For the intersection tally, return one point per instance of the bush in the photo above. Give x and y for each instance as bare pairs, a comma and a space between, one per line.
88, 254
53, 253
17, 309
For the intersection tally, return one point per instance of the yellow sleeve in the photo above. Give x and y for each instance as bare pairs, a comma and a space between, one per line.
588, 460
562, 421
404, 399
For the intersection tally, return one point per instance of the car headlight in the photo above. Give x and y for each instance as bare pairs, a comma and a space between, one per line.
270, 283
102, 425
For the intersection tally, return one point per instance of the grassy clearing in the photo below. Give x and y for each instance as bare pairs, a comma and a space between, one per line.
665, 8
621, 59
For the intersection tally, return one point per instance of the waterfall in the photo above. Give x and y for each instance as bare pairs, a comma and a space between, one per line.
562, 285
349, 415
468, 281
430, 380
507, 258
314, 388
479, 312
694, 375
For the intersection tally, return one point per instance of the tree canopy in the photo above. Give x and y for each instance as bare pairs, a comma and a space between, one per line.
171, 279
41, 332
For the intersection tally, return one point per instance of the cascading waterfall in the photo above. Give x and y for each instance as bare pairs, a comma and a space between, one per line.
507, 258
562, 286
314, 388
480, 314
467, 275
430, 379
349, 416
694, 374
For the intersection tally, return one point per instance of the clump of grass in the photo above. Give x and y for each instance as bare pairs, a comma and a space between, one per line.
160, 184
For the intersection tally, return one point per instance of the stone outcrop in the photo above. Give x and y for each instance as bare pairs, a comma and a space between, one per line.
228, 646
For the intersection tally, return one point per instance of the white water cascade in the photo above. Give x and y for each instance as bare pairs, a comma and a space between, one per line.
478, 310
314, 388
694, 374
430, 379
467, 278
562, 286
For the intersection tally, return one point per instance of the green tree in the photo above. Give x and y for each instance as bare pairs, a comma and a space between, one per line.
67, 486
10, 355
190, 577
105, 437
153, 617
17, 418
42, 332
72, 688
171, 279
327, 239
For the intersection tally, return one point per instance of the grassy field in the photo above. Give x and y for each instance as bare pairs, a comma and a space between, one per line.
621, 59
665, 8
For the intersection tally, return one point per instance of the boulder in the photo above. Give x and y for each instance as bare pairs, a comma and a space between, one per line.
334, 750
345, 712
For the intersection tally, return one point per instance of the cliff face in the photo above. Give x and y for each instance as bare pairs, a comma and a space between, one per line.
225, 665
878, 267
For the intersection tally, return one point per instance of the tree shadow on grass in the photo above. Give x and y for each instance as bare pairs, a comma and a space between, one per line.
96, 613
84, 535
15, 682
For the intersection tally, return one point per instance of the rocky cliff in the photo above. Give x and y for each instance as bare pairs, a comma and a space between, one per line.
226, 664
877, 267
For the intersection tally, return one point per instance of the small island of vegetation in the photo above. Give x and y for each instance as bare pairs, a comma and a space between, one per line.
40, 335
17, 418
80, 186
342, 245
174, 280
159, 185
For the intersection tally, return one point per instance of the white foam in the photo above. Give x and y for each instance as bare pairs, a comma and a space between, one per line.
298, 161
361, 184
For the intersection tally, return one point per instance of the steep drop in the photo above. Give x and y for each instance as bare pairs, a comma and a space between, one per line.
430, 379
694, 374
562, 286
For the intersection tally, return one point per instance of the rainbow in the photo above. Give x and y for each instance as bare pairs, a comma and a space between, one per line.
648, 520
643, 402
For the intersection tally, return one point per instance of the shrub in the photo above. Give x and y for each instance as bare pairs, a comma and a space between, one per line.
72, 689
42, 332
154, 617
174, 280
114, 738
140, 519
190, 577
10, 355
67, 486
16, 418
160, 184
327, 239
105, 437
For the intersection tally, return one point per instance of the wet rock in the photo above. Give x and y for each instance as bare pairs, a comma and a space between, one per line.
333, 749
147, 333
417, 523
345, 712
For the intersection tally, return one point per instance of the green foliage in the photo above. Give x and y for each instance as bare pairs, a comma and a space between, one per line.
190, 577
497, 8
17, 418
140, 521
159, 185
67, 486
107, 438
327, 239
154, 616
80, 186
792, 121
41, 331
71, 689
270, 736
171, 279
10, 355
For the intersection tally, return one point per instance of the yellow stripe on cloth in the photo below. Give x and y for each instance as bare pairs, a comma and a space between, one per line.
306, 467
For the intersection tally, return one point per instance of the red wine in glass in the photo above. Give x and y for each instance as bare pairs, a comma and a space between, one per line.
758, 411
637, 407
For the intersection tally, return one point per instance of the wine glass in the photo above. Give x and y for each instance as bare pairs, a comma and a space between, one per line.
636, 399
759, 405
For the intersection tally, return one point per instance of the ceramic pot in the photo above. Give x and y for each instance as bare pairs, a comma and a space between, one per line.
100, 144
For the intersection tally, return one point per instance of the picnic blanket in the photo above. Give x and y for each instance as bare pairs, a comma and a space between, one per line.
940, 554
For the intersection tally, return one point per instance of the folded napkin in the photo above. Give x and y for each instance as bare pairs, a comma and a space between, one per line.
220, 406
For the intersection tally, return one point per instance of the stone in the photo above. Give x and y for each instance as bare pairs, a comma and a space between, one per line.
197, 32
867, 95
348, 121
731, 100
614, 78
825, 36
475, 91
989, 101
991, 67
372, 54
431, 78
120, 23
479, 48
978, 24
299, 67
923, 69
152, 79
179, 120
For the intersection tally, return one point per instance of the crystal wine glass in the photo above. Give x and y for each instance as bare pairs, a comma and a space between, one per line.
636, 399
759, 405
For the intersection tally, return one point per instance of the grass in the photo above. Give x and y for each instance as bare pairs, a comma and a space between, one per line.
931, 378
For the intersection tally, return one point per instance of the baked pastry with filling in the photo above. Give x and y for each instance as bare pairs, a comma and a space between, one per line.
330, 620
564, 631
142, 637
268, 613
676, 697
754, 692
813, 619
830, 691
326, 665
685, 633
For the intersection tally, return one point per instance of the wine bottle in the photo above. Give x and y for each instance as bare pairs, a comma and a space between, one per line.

==============================

▶ **Task instructions**: Give back each line above exactly as written.

▶ **Result**:
For the intersection tally, return one point per instance of the bush in the photo above. Give x and y for each instance as bare pairs, a comma and a space between, one per line.
88, 254
53, 253
17, 309
For the intersection tally, return one point per instance of the yellow sleeve in the photo above. Give x and y for each instance as bare pairs, a comma and a space between, one per line.
588, 460
562, 421
404, 399
For the intersection tally, return one point per instance of the car headlight in the photo above. Give x and y for each instance as bare pairs, a comma and a space between, one per line.
270, 283
102, 425
For the intersection tally, return one point per instance of the grassy clearing in the photo below. Give x and y for each instance as bare pairs, a comma and a space between, one per line.
665, 8
621, 59
For the intersection tally, return one point per instance of the waterfall in the photo above. Give x and y for each instance as bare pairs, a comma and a space between, one per line.
562, 285
349, 415
468, 281
430, 380
507, 258
314, 388
479, 312
694, 375
For the intersection tally, return one point per instance of the tree canopy in the photo above. Give x and y for each instance as bare pairs, a comma and a space between, one per line.
171, 279
41, 332
For the intersection tally, return one point per instance of the cascading waterfall in the photo above. Give x and y for each instance as bare pairs, a comma and a space between, one per line.
507, 258
562, 286
314, 388
480, 314
467, 275
430, 379
349, 416
694, 374
For the intersection tally, return one point per instance of the clump of grass in the photo above. Give x and y for each instance as bare pairs, a comma and a space between, one per line.
160, 184
For the intersection tally, return one point per instance of the stone outcrop in the photo above. Give x and y for each instance as bare pairs, a comma and a space between, one per line.
228, 646
For the intersection tally, return one point per instance of the white water cascade in the photo above. Give x and y for each instance as bare pairs, a comma and a space between, one per line.
478, 310
314, 388
694, 374
430, 379
467, 278
562, 286
For the intersection tally, return one point per instance of the green tree in the photo above. Give x and y for each instance as bare pairs, a comma and a space between, one per line.
67, 486
10, 355
190, 577
105, 437
153, 617
17, 418
42, 332
72, 688
171, 279
327, 239
For the intersection tally, return one point per instance of the grassy field in the photo above. Give x and y for each instance as bare pairs, a comma and a space between, one per line.
621, 59
665, 8
For the intersection tally, return one point per instance of the boulder in the photo above. Give x and y for each instance as bare pairs, a comma and a space between, one per line.
334, 750
345, 712
For the intersection tally, return one point per instance of the cliff face in the photo above. Give x and y for each instance as bare pairs, a comma and a space between, one per line.
225, 665
878, 267
For the intersection tally, return one point per instance of the tree shadow on grass in the photo above. Give x and y for each instance as bare pairs, a comma and a space between, one per line.
96, 613
84, 535
15, 682
For the intersection tally, return one point per instance of the rocky cliff in the photo above. Give x and y for each instance as bare pairs, a comma and a space between, one per line.
226, 664
877, 267
For the intersection tally, return one point per instance of the small island of vegetation in the photo above. Give x and y for each instance as bare pairs, a comma and a space between, one per line.
40, 335
17, 418
80, 186
342, 245
174, 280
159, 185
For the intersection tally, return one point per instance of the white foam in the photo above. Give x and y for each instance as bare pairs, a comma and a space between, one per line.
298, 161
361, 184
For the intersection tally, return one point per instance of the steep drop in the photo above. Give x and y for each instance as bare pairs, a comma and a space between, one per line.
430, 379
694, 374
562, 286
For the intersection tally, return one point per instance of the rainbow in the photo above. Give x and y for each instance as bare pairs, a comma and a space between, one per line.
648, 520
643, 402
For the intersection tally, return one point per instance of the shrub in the photo above. Give x and y for each instance as bare pairs, a comma and a space between, one per line.
72, 689
42, 332
154, 617
174, 280
114, 738
140, 519
190, 577
10, 355
67, 486
16, 418
160, 184
327, 239
105, 437
For the intersection tally, return one point per instance of the wet rock in the photo above. Give x and y for each instance as bare pairs, a comma and a space between, one per line.
333, 749
147, 333
417, 523
345, 712
For the intersection tally, return one point per instance of the green foliage in the photo above. Give x and y for each instance as bare pairs, a comma and a space between, one per line.
190, 577
497, 8
17, 418
140, 521
159, 185
67, 486
107, 438
327, 239
154, 616
80, 186
792, 121
41, 331
71, 689
270, 736
171, 279
10, 355
For the intersection tally, return one point per instance of the yellow stripe on cloth in the photo below. Give x and y for each instance as bare pairs, a comma and a space between, one per line.
306, 467
For the intersection tally, return one point per instance of the red wine in glass in the photo above. Give x and y for each instance as bare pairs, a comma and a space between, one per line.
758, 411
637, 407
For the intersection tally, return one point per instance of the wine glass in the photo above. Give x and y for each instance as bare pairs, a comma and a space between, one per line.
636, 399
759, 405
For the intersection tally, return one point per instance of the ceramic pot in the photo above. Give x and y for each instance as bare pairs, a comma and a space between, one per line.
100, 144
For the intersection tally, return one point per instance of the picnic blanket in the photo above. Give x and y for each instance as bare pairs, a comma and a space between, one per line.
940, 554
For the intersection tally, return one point per instance of the folded napkin in the photo above. Give x and y for each instance as bare pairs, a comma and a space between, one per line.
220, 406
For the intersection tally, return one point per instance of the stone in the photo above. Give x and y for each instance as bare pairs, a comma and a space between, one per line.
197, 32
867, 95
348, 121
731, 100
614, 78
825, 36
475, 91
989, 101
991, 67
372, 54
431, 78
120, 23
479, 48
978, 24
299, 67
923, 69
152, 79
179, 120
For the intersection tally, return one point per instance of the crystal wine glass in the photo above. Give x and y for each instance as bare pairs, a comma and a space between, one per line.
636, 399
759, 405
For the intersection tally, return one point per instance of the grass in the photo above. Give x and y for each instance as bare pairs, a comma and a space between, one per line.
931, 378
For the intersection tally, return one point per instance of the baked pastry with filling in the photo above. Give x and y for each instance as bare pairs, a comma and a space between, one per line.
330, 620
564, 631
142, 637
268, 613
676, 697
754, 692
813, 619
830, 691
326, 665
685, 633
For the intersection tally, return one point per instance of the wine bottle in the photo above. Give x and y for each instance as bare pairs, a comma and a space between, one per line.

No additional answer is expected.